#### Extract
And a lot of our AI, I would say almost half of our
AI spin is on safety.
Whether you are texting a friend, chatting with a friend on Roblox,
and whether you can be colorful or not, that's something that our AI helps with.
But the most exciting one pertinent to our conversation right now is voice.
You and I are chatting.
This is, you know, a professional setting.
If I suddenly used a colorful word, I think we should beep it, correct?
Sure.
Now, do you want to be
in post-production or do you want to beep it in here?
Right.
And so our voice safety effort is that,
depending on the context,
we will actually immediately identify whether our voice interaction
is safe or not.
And that's been one of the most successful projects on AI.
To your earlier question about pilots, I remember the pilot.
It seemed very expensive.
It seemed the model was too big.
It seemed the data quality was not high.
In a one year journey.
We have addressed each one of these things and now the safety group
is the biggest user and consumer of our AI, platform.
I can only imagine the colorful language that we would hear
if we just stood outside the door during that training.
We had this great demo in which our, vice president of engineering for safety,
would be talking to our founder and CEO
in the town hall, and it would nudge them to be less colorful.
So it was a pretty impressive demo.
Well, then what do you see coming next then as gen AI gets
better and pilots do start improving what's on the horizon?
Firstly, if you live in San Francisco, hopefully you have seen these
driverless cars.
It's amazing that, literally
in real time, this car is able to reason
about what it is, seeing, what it should do.
And because San Francisco is very narrow and steep street, sometimes
it has to back away to make let a garbage truck go by.
So in a way, I feel excited that the future is already here
in certain parts of the world.
So that's that's part one.
Part two, I think all the AI excitement today
is legitimately about text.
You know, I type in something, it type something back,
but the next horizon is image, which is already here.
People are talking about image.
Then we are thinking about audio.
Then we are thinking about video.
And then we might think about the world itself.
And for us, because we live at the intersection
of the real world and the virtual world, building these worlds
in the most efficient way possible is a big deal.
It takes too much effort for our creators
to take what is in their mind
and translate it into working code.
We want to sit in between and let you become a storyteller on Roblox
versus today, what you would have to do is you would have to write some code,
and you'd have to learn how to, you know, build a Roblox world.
Imagine you could just say it and out pops a Roblox game,
and you and I are playing that in five minutes.
That's the future for us at least.
So is there a world post code then?
Is that what's on the horizon?
It's possible.
The beauty about AI today, apart from obviously what we started with, yes,
there's a lot of failures that we will encounter like any other innovation.
But every three months an entire set of
of assumptions get broken and we see something new.
So it's an exciting time, to be working in machine learning and AI, for sure.
Then my final question with that is,
with everything becoming so much more accessible,
with creating pilots, becoming more accessible,
do you think that's going to lead to more pilot failure in the future,
since people can feel
so confident about it and just jump in, even without a ton of experience?
Or do you think that that's going to improve the quality of pilots that we get?
I'll tell you what we saw here.
The sophistication will not be in the pilots.
The sophistication will be AI platforms
will become smarter to figure out
that this is not a good use case, or that the data quality is not good,
or the inference is too slow, or it is too expensive.
You know how, if you go back to the time when cloud was new, I could just
you know, ask my boss to give maybe,
maybe their credit card and put it on the company tab.

[Saved entries]
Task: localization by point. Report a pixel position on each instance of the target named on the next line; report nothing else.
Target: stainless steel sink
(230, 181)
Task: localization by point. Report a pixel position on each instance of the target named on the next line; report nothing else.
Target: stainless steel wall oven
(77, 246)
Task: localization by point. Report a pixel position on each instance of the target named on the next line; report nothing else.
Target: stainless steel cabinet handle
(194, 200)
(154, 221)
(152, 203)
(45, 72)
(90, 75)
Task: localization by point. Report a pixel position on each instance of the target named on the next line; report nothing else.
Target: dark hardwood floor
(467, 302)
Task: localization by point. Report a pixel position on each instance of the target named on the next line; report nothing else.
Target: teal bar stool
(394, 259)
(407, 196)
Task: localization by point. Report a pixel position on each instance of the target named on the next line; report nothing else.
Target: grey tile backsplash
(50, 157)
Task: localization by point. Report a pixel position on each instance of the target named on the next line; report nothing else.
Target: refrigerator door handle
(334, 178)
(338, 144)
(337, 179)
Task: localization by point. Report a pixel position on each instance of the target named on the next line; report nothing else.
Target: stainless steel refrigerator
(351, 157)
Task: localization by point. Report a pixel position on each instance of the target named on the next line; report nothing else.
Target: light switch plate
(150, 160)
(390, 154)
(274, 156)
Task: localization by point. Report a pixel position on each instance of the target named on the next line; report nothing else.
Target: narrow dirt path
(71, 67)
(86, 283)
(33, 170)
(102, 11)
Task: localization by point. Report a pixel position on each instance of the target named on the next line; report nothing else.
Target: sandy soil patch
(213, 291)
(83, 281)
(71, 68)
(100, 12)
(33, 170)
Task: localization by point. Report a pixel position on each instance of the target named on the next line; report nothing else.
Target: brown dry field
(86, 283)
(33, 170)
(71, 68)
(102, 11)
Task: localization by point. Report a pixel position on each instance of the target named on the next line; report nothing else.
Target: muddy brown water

#### Task to carry out
From the Roblox AI interview, quote everything from "We had this" down to "pretty impressive demo.".

#### Response
We had this great demo in which our, vice president of engineering for safety,
would be talking to our founder and CEO
in the town hall, and it would nudge them to be less colorful.
So it was a pretty impressive demo.